__What to do__. Every entry must be transcribed without alteration.

__Extracted records__.
◇ ◇ ◇ ◇
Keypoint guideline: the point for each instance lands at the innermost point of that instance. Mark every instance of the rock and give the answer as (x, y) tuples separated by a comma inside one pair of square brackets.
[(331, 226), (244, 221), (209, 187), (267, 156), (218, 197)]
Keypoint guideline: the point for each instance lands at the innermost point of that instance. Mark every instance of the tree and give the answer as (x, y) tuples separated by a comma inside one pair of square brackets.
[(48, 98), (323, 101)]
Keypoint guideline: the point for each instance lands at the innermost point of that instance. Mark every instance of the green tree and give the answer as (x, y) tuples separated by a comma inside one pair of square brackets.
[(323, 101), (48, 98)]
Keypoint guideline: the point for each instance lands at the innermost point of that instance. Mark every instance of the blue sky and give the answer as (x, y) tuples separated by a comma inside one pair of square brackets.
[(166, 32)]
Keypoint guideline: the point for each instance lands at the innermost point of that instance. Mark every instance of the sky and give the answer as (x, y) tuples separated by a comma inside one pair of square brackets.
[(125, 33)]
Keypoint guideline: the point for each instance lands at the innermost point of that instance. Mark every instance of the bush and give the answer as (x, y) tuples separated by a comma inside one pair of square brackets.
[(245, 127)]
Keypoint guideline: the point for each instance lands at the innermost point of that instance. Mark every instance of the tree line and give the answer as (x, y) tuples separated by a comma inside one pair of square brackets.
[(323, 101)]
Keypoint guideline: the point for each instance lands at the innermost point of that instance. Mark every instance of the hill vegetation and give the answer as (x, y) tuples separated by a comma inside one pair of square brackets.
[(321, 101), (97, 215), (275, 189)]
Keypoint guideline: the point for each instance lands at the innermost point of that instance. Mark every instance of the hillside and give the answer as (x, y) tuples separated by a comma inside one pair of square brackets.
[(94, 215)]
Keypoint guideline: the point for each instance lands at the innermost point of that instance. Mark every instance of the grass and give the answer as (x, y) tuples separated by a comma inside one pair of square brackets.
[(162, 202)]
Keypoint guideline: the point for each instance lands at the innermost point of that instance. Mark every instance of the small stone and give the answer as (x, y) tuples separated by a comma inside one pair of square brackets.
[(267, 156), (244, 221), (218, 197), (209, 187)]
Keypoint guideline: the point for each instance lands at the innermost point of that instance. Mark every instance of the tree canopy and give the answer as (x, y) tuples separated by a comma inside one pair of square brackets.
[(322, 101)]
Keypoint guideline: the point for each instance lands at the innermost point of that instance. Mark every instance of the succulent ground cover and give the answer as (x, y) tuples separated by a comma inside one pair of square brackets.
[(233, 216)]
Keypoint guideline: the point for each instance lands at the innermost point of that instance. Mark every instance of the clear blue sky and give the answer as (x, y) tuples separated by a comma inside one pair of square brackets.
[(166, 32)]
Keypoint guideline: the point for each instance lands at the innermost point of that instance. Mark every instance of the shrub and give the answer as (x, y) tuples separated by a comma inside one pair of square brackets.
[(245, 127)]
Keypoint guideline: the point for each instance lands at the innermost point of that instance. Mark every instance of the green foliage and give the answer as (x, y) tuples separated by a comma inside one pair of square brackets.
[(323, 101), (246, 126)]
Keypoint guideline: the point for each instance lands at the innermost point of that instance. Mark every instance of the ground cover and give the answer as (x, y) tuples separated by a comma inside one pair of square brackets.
◇ ◇ ◇ ◇
__Response__.
Keypoint guideline: the point for each instance lands at the innermost point of that instance. Mark every instance of the rock and give the answer as (x, y) tuples separated by a comma inside one pair of square brackets.
[(331, 226), (244, 221), (209, 187), (267, 156), (218, 197)]
Keypoint guideline: the point for each instance lands at the innermost point of that instance. Mark every instance of the tree and give the answer as (x, y) tuples separated by a comma inside one pair of square brackets.
[(48, 98), (323, 101)]
Keypoint guideline: the point for each instance lands at the innermost point of that instance. Mark every instance of the green tree and give the answer as (x, y) tuples separated by a comma inside one pair of square brackets.
[(323, 101), (48, 98)]
Keypoint guideline: the point for each instance lands at the innermost point of that instance. Mark every instance of the blue sky and give the answer as (x, y) tuples separated by a comma inside one pair of square brackets.
[(166, 32)]
Keypoint guideline: the point for each instance lands at the innermost point of that instance. Mark every instance of the sky and give the answer as (x, y) tuples separated by a comma inside one pair of square brackets.
[(125, 33)]
Keypoint guideline: the point for each instance lands at the innermost point of that instance. Mark every instance of the bush and give the answer as (x, y) tuples separated by a comma inside one pair of square brackets.
[(245, 127)]
Keypoint guideline: the point for each instance lands at the innermost point of that instance. Mark every instance of the tree line and give the answer as (x, y) tuples separated by a comma inside one pair of square brackets.
[(323, 101)]
Keypoint guideline: the point for each instance lands at the innermost point of that instance. Mark every instance of the hill vegetation and give the answer as (x, y) tuples separated by a comma inside one pair of square brackets.
[(321, 101), (97, 215), (275, 189)]
Keypoint guideline: the point for each instance lands at the innermost point of that instance. Mark every instance of the hillside and give the answer as (x, y) tuples separated by a comma inside one pair of square brackets.
[(94, 215)]
Keypoint guideline: the point for each instance lands at the innermost point of that instance. Mark every instance of the grass and give the answer as (x, y) tuples separated by a comma inside one pair of square brackets.
[(162, 202)]
Keypoint guideline: the point for each instance lands at the innermost point of that instance. Mark every instance of the small stone and give the answer as (x, y) tuples separated by a comma inside one pair of square brackets.
[(267, 156), (244, 221), (218, 197), (209, 187)]
Keypoint guideline: the point for each instance lands at the innermost point of that instance. Mark every instance of the tree canopy and give the answer as (x, y) tuples separated by a comma inside one pair of square brackets.
[(322, 101)]
Keypoint guideline: the point for each instance lands at the innermost point of that instance. Mark every instance of the succulent ground cover and give the answer as (x, y) tuples separated by a comma inside one pair of square brackets.
[(233, 216)]
Keypoint guideline: the point for each instance lands at the innermost point of that instance. Mark every instance of the clear blue sky and give the answer as (x, y) tuples separated by a comma inside one pair of square brackets.
[(166, 32)]
Keypoint guideline: the point for each instance lands at the innermost point of that instance. Mark every instance of the shrub and give the answer as (x, y) tuples separated by a comma inside one pair of square brackets.
[(245, 127)]
Keypoint guideline: the point for each instance lands at the innermost point of that instance. Mark every instance of the green foliage and give the answer as (x, y) tuples separated by a comma inside one pair of square brackets.
[(323, 101), (246, 126)]
Keypoint guideline: the point for each instance lands at the innermost point of that instance. Mark every instance of the ground cover and give the answer as (x, y) tuples separated by a comma inside one pair of square brackets.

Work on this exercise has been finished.